When it comes to managing online communities, it's no different than understanding the simplicity or complexities of beer.
Beer has played various roles throughout history, with records of fermented drinks going back to 3,500 BC when a recipe was found in a poem for Ninkasi (the Mesopotamian god of beer). Though a majority of people who consume the fermented drink may only see it at face value (gettin slizzard), there is an extensive history, and we can easily relate the experience of brewing beer to creating a first community management strategy. Is it a stretch? Perhaps, but I'm sure if you've had a beer, you will quickly find a correlation between the two.
There are of course some caveats and prerequisites prior to even getting to the online community management strategy, such as ensuring you have a content strategy or a product to bring people back to your community. Just know that without a proper strategy and planning, you will end up with a skunky flavor and time wasted. This goes for both beer and online communities.
While some of the more common American beers may be unsophisticated, best remain used for long nights in college, and sloshed around in red solo cups on a beer pong table; for this example we will be using the kind that tells a story, has a history (or perhaps part of it), creates conversation, and of course enhances the flavor food. As you may note, 'gettin slizzard' is not part of that story.
The ingredients here show what it takes to make an extract based Belgian IPA. Each item plays a vital role for the flavor, aroma, color, acidic nature, and strength of the beer.
The following are four attributes you will need to include in your strategy.
If you are building an online community for a company, more likely to be for a product or service, note what kind of conversations these individuals will need. Since we are talking about beer, let's examine what a customer would want from an online community attached to a store that sells homebrew ingredients. Do they need a place to share images initially? Probably not. What about a section for personal recipes and advice for getting started? Absolutely.
Before shaking things up, creating a sense of belonging will be one of the most important aspects as a community manager. While you want to enforce community guidelines, you also want others to help do that for you. The more a member feels integrated with the community, the more likely they will contribute to the ecosystem. You will want to nurture these types of relationships to build power users, and eventually work with them to identify how to continue to improve the platform you are using. The term belonging and beer have a strong history together. Though many today may correlate this sense of intimacy through the bonding of fraternities, more recently regular citizens have been pictured drinking brews with the president. Further, throughout US history our founders and leaders have met at bars and pubs to discuss the future of this country.
Retention will be one of your challenging aspects of your strategy. When you first launch (depending on how you launch), people are expected to be buzzing about the new space. Some times the buzz doesn't happen until a key event occurs and a wave of members begin to adopt your community (example - Digg was redesigned , users hated, majority went to reddit); however, in your strategy you must find ways to build relationships with all member types in your ecosystem. Even if you have lurkers just consuming content, use analytics to find what they read the most and continue to build upon that. For the vocal minority that is your ecosystem, get to know them by being personable. Not all members like to communicate the same way, so find what channel of communication they prefer and pursue it. Keep in mind though, this may be your job, but don't be fake about building these relationships. It should go without saying that a community manager who does not already love their community will have a difficult time in this aspect. For beer, retention is important when it comes to the head or foam. This is often a sign of a well crafted beer with a strong body.
- - - - - - -
◆ Short task A ◆
In the post comparing beer to community management, how far back do records of fermented drinks go?
◆ Short task B ◆
Condense the paragraph of the beer and community post that begins "If you are building an online community for a company" into a short bulleted list that keeps its main facts.
◆ Short task C ◆
Write the next part of the post on beer and online community management, picking up after its final sentence.
The records that come next were drawn from a separate source.

(Excerpts of pointing data)
- - - - - - -
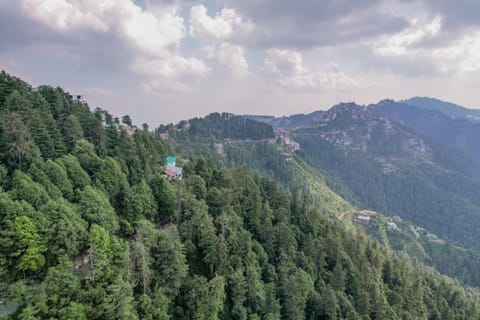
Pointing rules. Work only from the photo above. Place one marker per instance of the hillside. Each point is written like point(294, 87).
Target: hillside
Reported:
point(395, 170)
point(449, 109)
point(92, 230)
point(460, 134)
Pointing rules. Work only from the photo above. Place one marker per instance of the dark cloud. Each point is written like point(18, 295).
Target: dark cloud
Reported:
point(456, 13)
point(314, 23)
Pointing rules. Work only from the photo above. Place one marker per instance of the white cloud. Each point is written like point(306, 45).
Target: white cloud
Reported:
point(150, 38)
point(224, 25)
point(64, 14)
point(401, 43)
point(460, 55)
point(233, 58)
point(287, 68)
point(172, 73)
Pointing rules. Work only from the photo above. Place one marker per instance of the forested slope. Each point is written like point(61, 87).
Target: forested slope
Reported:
point(91, 230)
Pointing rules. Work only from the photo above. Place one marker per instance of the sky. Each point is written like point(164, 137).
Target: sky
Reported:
point(162, 61)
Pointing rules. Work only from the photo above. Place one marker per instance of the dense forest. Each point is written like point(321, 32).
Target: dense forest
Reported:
point(92, 230)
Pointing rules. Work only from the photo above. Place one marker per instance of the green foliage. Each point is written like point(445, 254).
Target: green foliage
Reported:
point(22, 247)
point(16, 145)
point(164, 194)
point(95, 208)
point(98, 233)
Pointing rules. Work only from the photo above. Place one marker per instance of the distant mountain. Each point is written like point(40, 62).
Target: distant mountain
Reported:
point(460, 134)
point(392, 168)
point(293, 121)
point(449, 109)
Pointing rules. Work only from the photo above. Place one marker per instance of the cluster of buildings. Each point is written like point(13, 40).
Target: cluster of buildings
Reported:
point(363, 216)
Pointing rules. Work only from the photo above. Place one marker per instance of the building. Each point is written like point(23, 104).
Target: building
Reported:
point(392, 226)
point(172, 172)
point(171, 161)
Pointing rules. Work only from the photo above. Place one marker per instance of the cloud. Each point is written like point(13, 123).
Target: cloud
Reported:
point(421, 49)
point(285, 23)
point(172, 73)
point(225, 25)
point(287, 68)
point(233, 58)
point(103, 32)
point(401, 43)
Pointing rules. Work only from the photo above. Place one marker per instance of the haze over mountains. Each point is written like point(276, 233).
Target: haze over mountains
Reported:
point(349, 215)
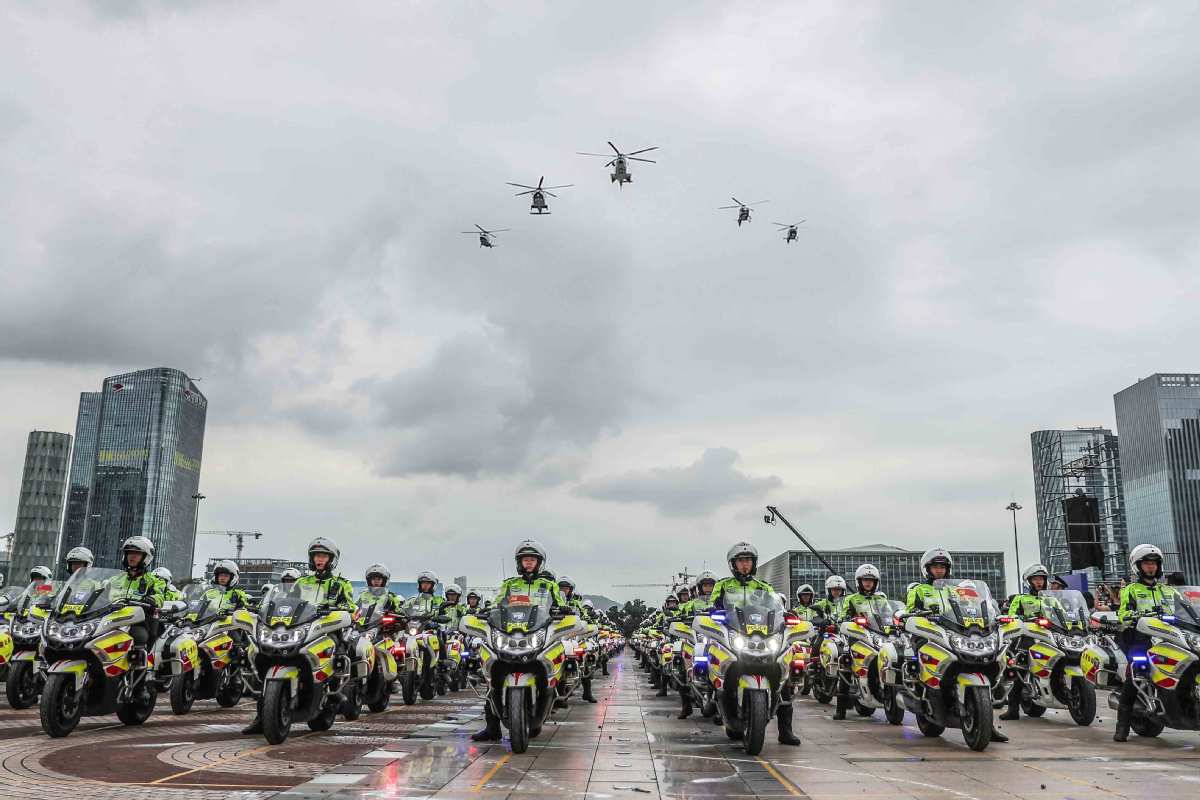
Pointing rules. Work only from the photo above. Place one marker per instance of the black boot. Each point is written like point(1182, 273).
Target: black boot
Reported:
point(684, 704)
point(492, 732)
point(784, 720)
point(1125, 710)
point(1014, 703)
point(839, 711)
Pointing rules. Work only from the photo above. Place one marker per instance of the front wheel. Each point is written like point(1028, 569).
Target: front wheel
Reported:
point(928, 727)
point(60, 707)
point(976, 716)
point(1081, 702)
point(893, 708)
point(276, 711)
point(519, 719)
point(1146, 727)
point(183, 692)
point(756, 715)
point(22, 685)
point(408, 687)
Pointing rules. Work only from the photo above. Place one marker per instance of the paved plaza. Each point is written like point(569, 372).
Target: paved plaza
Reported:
point(628, 746)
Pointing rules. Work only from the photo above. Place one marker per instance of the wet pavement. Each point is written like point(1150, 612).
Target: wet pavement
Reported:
point(628, 746)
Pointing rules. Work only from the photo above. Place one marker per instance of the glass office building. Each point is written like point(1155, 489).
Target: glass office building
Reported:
point(40, 505)
point(149, 444)
point(83, 459)
point(1068, 462)
point(1158, 420)
point(898, 567)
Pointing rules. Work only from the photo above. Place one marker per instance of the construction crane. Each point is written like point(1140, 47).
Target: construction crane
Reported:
point(240, 536)
point(683, 577)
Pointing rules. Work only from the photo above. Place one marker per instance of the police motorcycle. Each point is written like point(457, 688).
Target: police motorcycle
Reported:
point(1165, 674)
point(868, 630)
point(522, 654)
point(747, 643)
point(421, 651)
point(25, 617)
point(951, 678)
point(378, 624)
point(87, 645)
point(303, 669)
point(1045, 654)
point(225, 651)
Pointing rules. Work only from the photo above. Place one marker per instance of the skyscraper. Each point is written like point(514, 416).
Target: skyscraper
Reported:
point(1158, 419)
point(1067, 462)
point(83, 461)
point(149, 444)
point(40, 507)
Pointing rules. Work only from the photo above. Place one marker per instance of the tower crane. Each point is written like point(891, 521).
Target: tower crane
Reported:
point(240, 536)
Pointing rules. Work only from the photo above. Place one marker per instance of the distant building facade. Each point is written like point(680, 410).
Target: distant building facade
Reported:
point(1158, 420)
point(898, 567)
point(149, 444)
point(40, 505)
point(1067, 462)
point(83, 462)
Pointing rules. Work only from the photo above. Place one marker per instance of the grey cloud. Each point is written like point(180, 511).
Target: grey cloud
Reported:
point(703, 486)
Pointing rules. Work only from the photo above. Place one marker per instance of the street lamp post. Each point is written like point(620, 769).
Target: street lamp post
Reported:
point(196, 528)
point(1014, 506)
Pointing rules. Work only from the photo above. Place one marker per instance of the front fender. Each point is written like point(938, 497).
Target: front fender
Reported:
point(969, 679)
point(289, 674)
point(76, 668)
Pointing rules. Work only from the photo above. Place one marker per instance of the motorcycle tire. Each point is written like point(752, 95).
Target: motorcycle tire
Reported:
point(352, 707)
point(229, 690)
point(378, 695)
point(60, 707)
point(928, 727)
point(21, 687)
point(893, 709)
point(516, 704)
point(276, 713)
point(1032, 709)
point(1081, 702)
point(408, 687)
point(139, 710)
point(183, 693)
point(976, 716)
point(325, 717)
point(1147, 727)
point(756, 715)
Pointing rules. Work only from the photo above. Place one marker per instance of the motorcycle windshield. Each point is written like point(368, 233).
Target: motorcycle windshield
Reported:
point(966, 603)
point(419, 607)
point(203, 603)
point(90, 590)
point(371, 606)
point(521, 612)
point(875, 609)
point(1187, 606)
point(1066, 609)
point(292, 603)
point(753, 612)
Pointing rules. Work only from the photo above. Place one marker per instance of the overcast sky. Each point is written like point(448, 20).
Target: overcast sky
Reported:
point(1001, 204)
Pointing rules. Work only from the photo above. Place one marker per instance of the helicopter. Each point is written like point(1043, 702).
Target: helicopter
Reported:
point(743, 209)
point(621, 174)
point(538, 204)
point(485, 236)
point(790, 235)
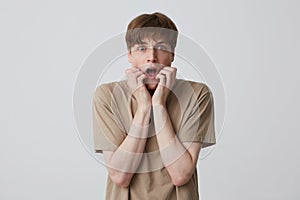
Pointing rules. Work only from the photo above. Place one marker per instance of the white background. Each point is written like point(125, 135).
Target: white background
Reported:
point(254, 44)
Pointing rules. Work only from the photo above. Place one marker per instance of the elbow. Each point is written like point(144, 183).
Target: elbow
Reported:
point(120, 179)
point(181, 180)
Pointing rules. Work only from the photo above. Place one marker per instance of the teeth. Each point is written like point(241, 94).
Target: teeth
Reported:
point(151, 71)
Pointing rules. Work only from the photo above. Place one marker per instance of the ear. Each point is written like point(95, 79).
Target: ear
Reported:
point(129, 56)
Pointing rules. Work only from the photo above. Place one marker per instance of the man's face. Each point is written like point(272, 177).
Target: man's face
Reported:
point(151, 56)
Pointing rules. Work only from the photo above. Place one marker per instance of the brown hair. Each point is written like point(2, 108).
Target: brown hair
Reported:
point(155, 25)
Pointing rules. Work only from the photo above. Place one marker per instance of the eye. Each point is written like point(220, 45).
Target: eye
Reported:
point(141, 48)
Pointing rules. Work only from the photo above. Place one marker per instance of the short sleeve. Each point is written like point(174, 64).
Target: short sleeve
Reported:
point(198, 120)
point(108, 134)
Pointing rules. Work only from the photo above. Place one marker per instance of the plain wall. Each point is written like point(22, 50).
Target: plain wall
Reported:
point(254, 45)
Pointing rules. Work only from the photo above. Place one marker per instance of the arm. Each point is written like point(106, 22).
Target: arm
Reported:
point(179, 159)
point(123, 162)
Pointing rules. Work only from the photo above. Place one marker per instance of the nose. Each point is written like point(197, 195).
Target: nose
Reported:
point(151, 55)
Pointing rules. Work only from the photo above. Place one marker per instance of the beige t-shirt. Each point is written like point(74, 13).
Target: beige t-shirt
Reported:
point(191, 109)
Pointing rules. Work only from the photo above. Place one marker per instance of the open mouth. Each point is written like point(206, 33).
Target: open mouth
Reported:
point(151, 72)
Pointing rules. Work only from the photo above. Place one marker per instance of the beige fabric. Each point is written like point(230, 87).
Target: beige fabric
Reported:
point(191, 110)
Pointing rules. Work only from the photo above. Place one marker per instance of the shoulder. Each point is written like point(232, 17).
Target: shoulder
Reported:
point(199, 89)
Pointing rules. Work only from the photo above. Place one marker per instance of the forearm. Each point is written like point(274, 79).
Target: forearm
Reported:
point(177, 160)
point(123, 162)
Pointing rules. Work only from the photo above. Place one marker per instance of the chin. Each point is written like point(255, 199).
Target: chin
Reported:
point(151, 86)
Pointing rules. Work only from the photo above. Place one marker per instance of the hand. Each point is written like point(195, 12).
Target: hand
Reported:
point(135, 78)
point(167, 78)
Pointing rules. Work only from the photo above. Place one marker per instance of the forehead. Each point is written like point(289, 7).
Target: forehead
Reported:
point(153, 41)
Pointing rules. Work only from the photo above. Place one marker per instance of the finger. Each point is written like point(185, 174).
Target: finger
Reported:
point(132, 70)
point(162, 79)
point(140, 79)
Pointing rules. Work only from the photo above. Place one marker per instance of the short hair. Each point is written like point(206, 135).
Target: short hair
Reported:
point(155, 25)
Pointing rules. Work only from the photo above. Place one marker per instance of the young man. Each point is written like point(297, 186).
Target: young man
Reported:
point(151, 126)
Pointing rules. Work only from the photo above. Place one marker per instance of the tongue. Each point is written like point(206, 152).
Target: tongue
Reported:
point(151, 72)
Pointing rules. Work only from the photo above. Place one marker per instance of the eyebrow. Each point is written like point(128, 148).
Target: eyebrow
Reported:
point(160, 42)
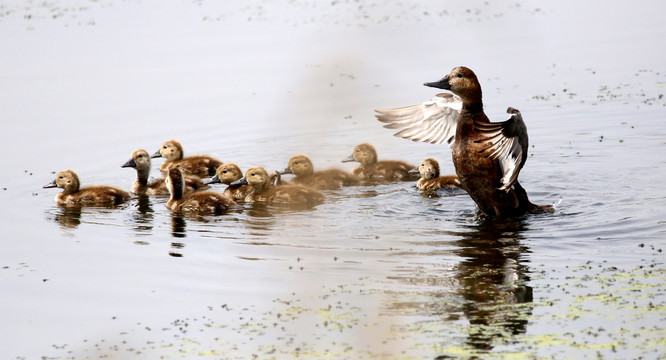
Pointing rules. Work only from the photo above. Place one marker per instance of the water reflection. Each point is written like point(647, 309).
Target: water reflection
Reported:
- - - - - - -
◆ Written response A ◆
They go back to 3,500 BC, when a recipe was found in a poem for Ninkasi.

◆ Written response B ◆
- A company's online community is usually built around a product or service.
- Note what kinds of conversations its members will need.
- For example, customers of a store that sells homebrew ingredients probably don't need a place to share images at first.
- They definitely need a section for personal recipes and advice on getting started.

◆ Written response C ◆
Experiment, experiment, and experiment some more. Some online communities do well with absolutely no changes and minimal design tweaks; however, the majority of them will require constant change to ensure user expectations are met. If you are managing a community for a product or service, your primary focus will be to relay what members want out of those; however, you still need to be sure members are able to participate with a great ease of use. This is usually tested prior to launching a community, but as more members enter, you will have a greater amount of feedback to work with. If a chat system doesn't work well, replace it; no method or private messaging? Try adding one; Users requesting a way for real-time communication? Help organize it. When brewing beer, experimentation is equally important. With new flavors come new interest and more mouths in just the same way experimenting with an online community or product would result in.
Working on an online community takes a great deal of time. Remember when marketers said having a branded social media presence was free? This is the same situation, as the cost associated with online communities comes from the amount of time and effort put into it. Even if you are just preparing to launch your community, you would be wise to incorporate crisis plans into your strategy. Whether it be for the day your products server goes down and need to communicate where to get the latest information, or even when an influx of users join and with it a wave of trolls. Hard work pays off, and community managers need to always be attentive to the ecosystem. Work and beer may not sound like they belong, but crafting a well bodied brew requires patience and preparation. If you do not have a plan (recipe) prior to mixing your ingredients, you are just asking for a disastrous concoction (wort). Put in the work up front, and you will see how it pays off with the completed product.
Depending on the situation, you may or may not recall specifically your first experience with beer. Mine was the result of mistaken identity, and thinking my dad's Old Style beer at the Cubs game was apple juice. Needless to say I was young, and promptly never had an interest touching it again until college. This of course brings me to an important caveat.
Many of us who are wanting to create a strategy might be seeing apple juice rather than beer. They may look the same, but they are completely different in all aspects besides the color. Similar, just because you can participate in an online community as a power user, it doesn't mean you can create or even assist with its growth in the same manner.
Participating may have a sweet flavor, where as building or managing a community can be quite bitter. However, like beer, a bitter flavor is all part of what makes the final product something sophisticated. You must look at the big picture, rather than the needs of yourself or one user type. In fact there is an entire online community ecosystem.
Though many today may correlate this sense of intimacy through the bonding of fraternities, more recently regular citizens have been pictured drinking brews with the president.